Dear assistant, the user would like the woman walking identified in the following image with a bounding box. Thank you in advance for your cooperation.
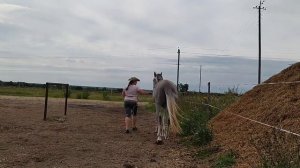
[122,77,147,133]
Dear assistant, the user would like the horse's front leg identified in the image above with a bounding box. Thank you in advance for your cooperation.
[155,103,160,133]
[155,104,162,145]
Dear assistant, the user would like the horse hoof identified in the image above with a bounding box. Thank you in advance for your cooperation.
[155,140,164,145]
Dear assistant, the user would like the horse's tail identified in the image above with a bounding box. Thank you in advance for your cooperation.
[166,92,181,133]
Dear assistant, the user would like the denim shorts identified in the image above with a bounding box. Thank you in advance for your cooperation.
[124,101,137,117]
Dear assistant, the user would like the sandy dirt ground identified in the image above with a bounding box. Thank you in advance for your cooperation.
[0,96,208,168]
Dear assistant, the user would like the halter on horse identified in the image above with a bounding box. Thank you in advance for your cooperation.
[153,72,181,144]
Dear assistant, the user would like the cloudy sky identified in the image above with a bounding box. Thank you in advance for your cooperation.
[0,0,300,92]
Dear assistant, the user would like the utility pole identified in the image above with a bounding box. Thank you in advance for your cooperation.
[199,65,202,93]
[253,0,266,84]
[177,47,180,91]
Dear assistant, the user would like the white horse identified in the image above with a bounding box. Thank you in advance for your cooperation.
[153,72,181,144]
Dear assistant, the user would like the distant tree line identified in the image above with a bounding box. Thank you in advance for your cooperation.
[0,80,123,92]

= = =

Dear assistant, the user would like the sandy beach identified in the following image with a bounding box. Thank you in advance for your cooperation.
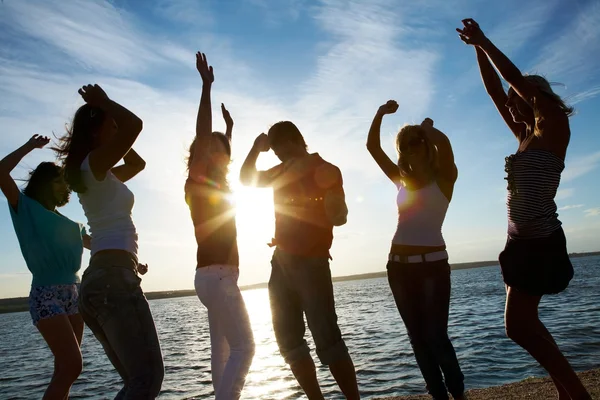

= = =

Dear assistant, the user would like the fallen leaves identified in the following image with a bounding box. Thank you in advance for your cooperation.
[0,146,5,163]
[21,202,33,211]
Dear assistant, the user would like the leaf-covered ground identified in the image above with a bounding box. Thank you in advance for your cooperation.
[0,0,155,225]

= = =

Short problem
Output the material from the line containing "Dear assistant, the user would like the horse's front" through the line containing "[155,104,162,145]" as a numbered list, leaving out any blank lines.

Reply
1. Dear assistant, the user would like the horse's front leg identified in the image above with a bounding box. Thank you in advance for your cooperation.
2. [155,103,160,133]
3. [155,104,162,145]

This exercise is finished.